* Data provided:
======

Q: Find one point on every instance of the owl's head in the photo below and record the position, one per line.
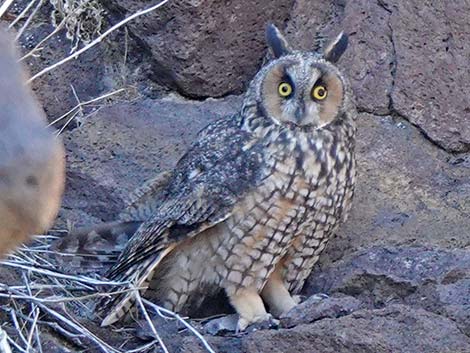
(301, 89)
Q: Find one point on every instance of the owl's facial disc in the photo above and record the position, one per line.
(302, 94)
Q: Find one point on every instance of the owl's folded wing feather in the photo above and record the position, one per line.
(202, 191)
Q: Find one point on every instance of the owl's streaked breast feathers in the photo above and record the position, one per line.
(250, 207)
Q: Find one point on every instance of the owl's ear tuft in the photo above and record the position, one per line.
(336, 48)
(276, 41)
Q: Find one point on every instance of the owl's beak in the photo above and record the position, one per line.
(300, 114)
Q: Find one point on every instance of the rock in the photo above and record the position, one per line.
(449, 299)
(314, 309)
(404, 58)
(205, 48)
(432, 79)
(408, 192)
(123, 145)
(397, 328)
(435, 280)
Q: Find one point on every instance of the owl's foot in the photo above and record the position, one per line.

======

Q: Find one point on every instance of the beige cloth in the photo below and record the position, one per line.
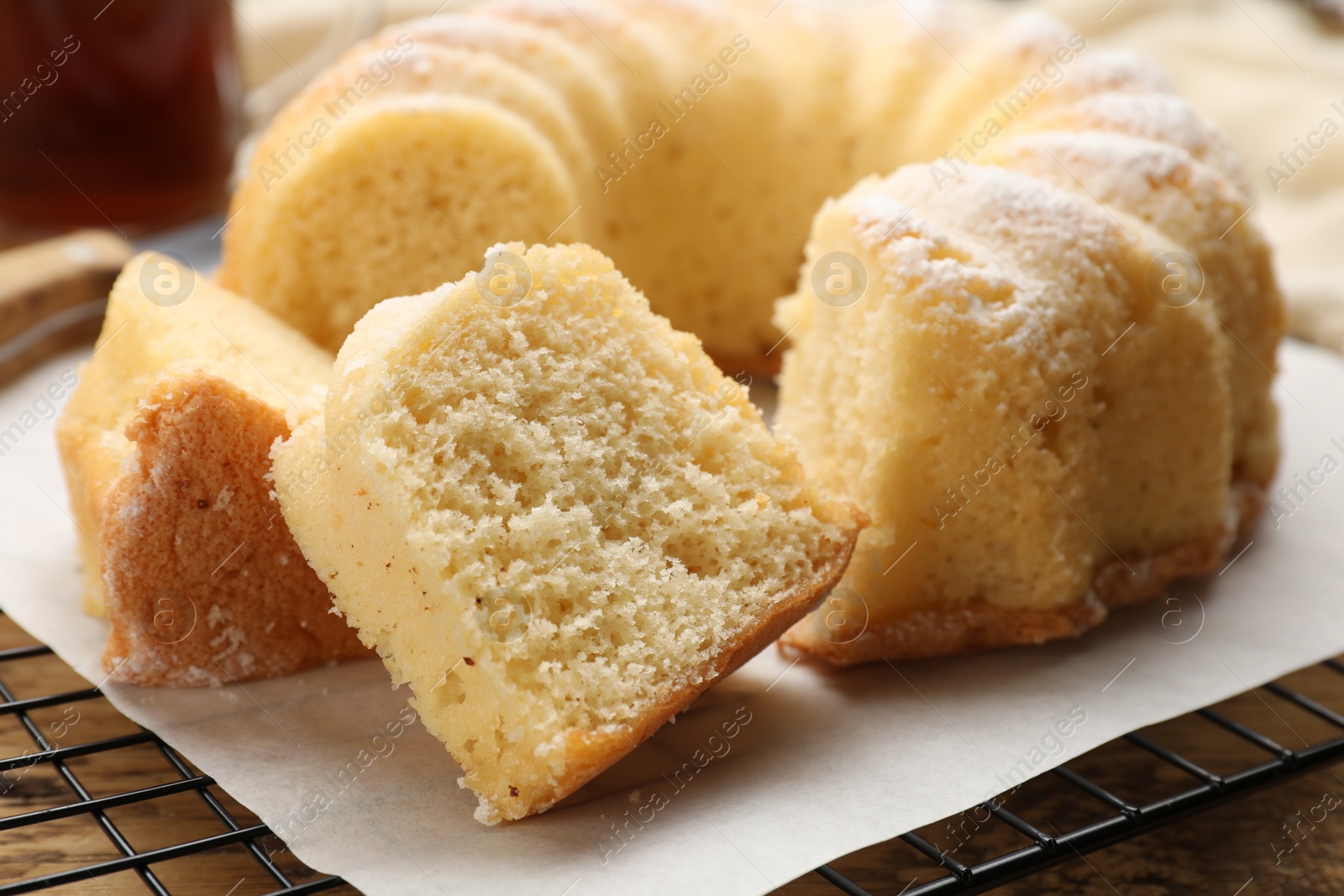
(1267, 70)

======

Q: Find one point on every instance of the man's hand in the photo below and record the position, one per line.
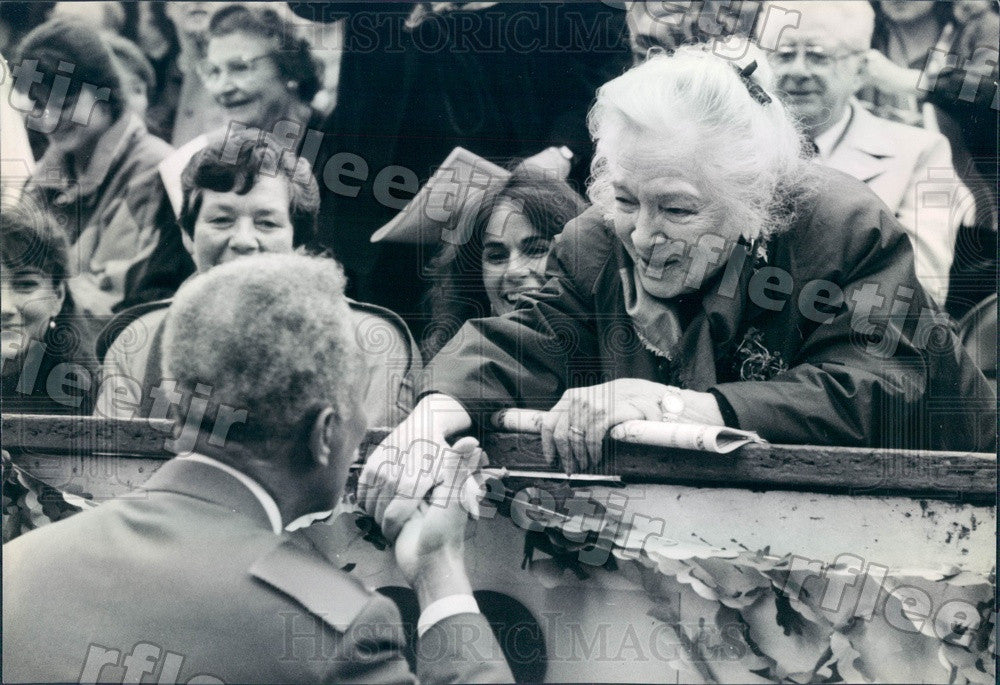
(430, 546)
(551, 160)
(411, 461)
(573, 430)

======

* Try it: Go to the line in the material above that contains "Q: Find one point on every instance of the rock" and copy exactly from there through the line that contains "Q: Find one point on every instance of the owl's foot", stopping after it.

* Completed exercise:
Q: Find one point on every instance of the rock in the photo above and record the position, one per line.
(449, 299)
(314, 309)
(404, 58)
(205, 48)
(432, 79)
(408, 192)
(123, 145)
(397, 328)
(435, 280)
Q: Find one point on every instance of the owl's foot in the photo above and record the position, one per line.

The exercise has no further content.